## What you will do
Please shift the coordinates in the records below. Start at the line that has "In this exercise you will locate the yellow warning", stop after the line that has "[(317, 251)]", and rewrite every line in that span with 10 added to each number in the lists that follow "Results:", keeping all other lines unchanged.
--- Begin ---
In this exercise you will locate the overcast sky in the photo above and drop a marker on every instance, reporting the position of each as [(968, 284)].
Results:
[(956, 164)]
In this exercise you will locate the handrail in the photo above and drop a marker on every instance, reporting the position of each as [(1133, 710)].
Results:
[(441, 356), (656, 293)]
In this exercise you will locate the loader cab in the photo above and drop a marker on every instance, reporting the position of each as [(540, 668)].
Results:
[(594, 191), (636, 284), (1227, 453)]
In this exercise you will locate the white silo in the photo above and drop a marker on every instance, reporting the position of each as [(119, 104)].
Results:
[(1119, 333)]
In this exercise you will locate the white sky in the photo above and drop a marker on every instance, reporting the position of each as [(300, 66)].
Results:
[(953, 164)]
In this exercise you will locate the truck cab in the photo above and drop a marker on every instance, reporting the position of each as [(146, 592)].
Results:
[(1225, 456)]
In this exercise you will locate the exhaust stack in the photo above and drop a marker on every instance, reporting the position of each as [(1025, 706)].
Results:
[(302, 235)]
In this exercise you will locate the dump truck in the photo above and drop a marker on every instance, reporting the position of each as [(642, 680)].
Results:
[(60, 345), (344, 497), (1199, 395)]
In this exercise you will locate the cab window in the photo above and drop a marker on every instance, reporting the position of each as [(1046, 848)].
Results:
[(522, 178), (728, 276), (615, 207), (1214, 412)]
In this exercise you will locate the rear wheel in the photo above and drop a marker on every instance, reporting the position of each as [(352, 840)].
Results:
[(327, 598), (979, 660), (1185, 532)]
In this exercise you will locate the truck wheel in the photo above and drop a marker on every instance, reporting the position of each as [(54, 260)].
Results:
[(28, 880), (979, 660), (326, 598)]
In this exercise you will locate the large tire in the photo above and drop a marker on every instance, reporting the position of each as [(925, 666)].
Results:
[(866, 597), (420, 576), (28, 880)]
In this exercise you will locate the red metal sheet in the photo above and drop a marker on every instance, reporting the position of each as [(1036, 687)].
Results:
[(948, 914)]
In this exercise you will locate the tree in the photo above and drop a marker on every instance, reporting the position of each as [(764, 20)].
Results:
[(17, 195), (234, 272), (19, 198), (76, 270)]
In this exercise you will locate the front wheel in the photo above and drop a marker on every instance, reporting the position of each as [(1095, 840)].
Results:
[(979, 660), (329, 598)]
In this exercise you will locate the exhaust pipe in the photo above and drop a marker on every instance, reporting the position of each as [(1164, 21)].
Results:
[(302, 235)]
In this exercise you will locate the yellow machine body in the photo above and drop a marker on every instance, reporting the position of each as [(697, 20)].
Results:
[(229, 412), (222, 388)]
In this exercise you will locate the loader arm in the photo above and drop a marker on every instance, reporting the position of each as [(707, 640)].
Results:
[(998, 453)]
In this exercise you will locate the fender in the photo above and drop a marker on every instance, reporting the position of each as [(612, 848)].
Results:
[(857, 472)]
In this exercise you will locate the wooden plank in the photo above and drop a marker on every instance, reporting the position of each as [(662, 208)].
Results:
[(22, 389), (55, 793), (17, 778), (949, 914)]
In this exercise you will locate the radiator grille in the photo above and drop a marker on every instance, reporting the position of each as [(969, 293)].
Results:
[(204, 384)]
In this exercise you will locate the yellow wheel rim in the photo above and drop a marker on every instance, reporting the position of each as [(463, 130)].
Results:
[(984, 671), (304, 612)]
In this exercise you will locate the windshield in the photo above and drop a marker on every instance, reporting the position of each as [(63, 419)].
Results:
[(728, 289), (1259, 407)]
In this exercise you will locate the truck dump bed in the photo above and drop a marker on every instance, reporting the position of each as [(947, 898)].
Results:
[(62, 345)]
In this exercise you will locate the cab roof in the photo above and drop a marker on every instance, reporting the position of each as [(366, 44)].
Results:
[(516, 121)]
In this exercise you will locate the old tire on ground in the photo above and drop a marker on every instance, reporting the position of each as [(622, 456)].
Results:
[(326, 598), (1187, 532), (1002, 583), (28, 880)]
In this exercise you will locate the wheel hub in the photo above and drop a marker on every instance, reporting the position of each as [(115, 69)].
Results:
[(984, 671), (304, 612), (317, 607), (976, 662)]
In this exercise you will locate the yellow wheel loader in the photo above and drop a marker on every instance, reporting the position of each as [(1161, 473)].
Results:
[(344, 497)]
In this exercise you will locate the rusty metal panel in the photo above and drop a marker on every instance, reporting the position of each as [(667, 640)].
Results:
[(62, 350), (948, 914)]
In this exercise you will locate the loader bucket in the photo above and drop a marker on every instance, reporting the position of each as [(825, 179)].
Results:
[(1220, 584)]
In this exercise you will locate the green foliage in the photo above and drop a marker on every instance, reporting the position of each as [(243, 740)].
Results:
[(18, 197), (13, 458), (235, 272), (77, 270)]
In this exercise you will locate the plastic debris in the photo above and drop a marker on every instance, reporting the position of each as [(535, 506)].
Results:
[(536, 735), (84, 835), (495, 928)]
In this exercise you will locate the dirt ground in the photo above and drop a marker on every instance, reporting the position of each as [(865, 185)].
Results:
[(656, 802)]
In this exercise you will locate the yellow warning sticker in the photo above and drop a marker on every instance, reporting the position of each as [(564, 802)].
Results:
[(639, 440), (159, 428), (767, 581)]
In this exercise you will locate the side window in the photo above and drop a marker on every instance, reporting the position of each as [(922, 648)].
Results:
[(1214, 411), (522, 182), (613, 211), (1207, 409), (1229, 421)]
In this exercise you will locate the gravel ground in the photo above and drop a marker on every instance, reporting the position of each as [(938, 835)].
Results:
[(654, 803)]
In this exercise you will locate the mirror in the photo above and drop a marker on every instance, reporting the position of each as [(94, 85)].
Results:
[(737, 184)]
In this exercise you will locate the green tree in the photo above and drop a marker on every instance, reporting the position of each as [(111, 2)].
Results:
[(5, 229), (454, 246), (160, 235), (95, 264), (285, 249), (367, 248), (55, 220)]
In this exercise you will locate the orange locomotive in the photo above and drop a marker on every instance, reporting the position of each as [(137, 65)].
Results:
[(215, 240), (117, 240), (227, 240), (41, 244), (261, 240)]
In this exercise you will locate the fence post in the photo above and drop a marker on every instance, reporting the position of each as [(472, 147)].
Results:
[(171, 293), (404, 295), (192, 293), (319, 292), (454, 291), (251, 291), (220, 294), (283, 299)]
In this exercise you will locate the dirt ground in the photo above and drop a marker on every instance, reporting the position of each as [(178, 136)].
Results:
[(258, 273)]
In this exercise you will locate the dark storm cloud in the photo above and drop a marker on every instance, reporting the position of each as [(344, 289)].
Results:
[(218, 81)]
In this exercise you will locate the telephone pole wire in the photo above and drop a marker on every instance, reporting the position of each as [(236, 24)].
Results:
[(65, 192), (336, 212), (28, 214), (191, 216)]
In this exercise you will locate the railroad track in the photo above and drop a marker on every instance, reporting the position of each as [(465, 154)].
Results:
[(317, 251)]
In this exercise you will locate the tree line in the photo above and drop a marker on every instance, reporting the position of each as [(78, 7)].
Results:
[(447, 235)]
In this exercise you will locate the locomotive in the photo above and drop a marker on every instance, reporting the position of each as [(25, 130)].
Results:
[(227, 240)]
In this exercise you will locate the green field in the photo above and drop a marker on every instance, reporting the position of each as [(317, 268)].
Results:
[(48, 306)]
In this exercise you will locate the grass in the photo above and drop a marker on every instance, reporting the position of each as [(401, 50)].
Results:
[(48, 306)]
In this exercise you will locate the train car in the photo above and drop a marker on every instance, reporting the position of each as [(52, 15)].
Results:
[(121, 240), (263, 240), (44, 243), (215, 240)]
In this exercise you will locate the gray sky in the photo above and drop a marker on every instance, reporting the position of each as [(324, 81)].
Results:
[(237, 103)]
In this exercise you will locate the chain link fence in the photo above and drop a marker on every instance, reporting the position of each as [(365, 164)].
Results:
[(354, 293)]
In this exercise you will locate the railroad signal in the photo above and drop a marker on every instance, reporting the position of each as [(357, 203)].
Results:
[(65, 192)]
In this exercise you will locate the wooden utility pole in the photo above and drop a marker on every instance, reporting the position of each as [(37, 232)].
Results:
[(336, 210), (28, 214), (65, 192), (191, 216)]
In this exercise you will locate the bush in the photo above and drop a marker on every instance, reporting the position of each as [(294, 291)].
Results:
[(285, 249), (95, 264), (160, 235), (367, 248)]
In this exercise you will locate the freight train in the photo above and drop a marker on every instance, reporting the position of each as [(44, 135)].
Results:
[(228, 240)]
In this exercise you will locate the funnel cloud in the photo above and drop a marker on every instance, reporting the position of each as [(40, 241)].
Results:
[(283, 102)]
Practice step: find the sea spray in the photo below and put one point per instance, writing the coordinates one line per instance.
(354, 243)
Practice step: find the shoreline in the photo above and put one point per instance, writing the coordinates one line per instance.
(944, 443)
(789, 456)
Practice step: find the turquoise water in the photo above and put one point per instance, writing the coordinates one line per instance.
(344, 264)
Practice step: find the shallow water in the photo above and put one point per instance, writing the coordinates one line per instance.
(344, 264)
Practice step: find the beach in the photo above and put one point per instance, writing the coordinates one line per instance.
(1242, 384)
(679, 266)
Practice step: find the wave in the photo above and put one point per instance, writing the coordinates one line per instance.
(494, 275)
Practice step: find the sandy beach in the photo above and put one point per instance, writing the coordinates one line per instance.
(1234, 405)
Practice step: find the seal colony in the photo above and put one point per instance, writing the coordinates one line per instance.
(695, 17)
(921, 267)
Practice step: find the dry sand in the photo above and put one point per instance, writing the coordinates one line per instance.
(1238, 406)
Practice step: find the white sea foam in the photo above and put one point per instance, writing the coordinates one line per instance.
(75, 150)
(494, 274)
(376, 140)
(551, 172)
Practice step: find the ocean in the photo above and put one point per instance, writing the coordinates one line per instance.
--- End ---
## Response
In this exercise you will locate the yellow warning sticker in the photo above and drop a marker on every instance, reporting the position of each as [(564, 802)].
Results:
[(649, 450), (169, 438), (777, 591)]
In this exercise you will locate the side window in the photo above and drop a marker on every instance, reporting the position of each as [(922, 648)].
Results:
[(1224, 421), (532, 192), (623, 221), (1217, 419), (1239, 431)]
In this exercise you will locate the gravel ground in the photo above and drop a marker on every instance, reporting the position of each as [(938, 835)].
Results:
[(664, 813)]
In this exercise you will locate the mirror in the photo above and drop a marker on every instance, reporting the position of each as [(94, 85)].
Results:
[(747, 194)]
In this exercise you will locate the green tree in the photo above and drop a marker on every instance, reporting the position of each as [(111, 2)].
Results:
[(15, 239), (464, 256), (170, 245), (105, 274), (295, 259), (377, 258), (65, 230)]
In this exercise you will locate the orange locomotive in the photo above and drop a marker on every instance, reporting the position of each as [(137, 65)].
Results:
[(225, 250), (127, 250), (237, 250), (51, 254), (271, 250)]
In this exercise you will locate the fence post in the photo above and drop a marker on every instance, reporting the position of each as [(472, 147)].
Results:
[(181, 303), (414, 305), (202, 303), (329, 302), (464, 301), (261, 301), (230, 304), (293, 309)]
In this exercise you will locate the dirt ground in the photo above and drop a marker on every instance, reporting the position of each as [(178, 136)].
Results:
[(268, 283)]
In this exercise you will locate the dark storm cloud in the photo above and drop a marker on every instance, reporting the position of each as [(344, 289)].
Results:
[(228, 91)]
In this exercise you will locate the telephone pole wire in the photo above and drop a marker on every instance, reporting the position of each as [(236, 24)].
Results:
[(75, 202), (346, 222), (38, 224), (201, 226)]
In this exercise you will locate the railroad track in the photo above and drop a marker on every instance, reporting the position of each as [(465, 154)].
Results:
[(327, 261)]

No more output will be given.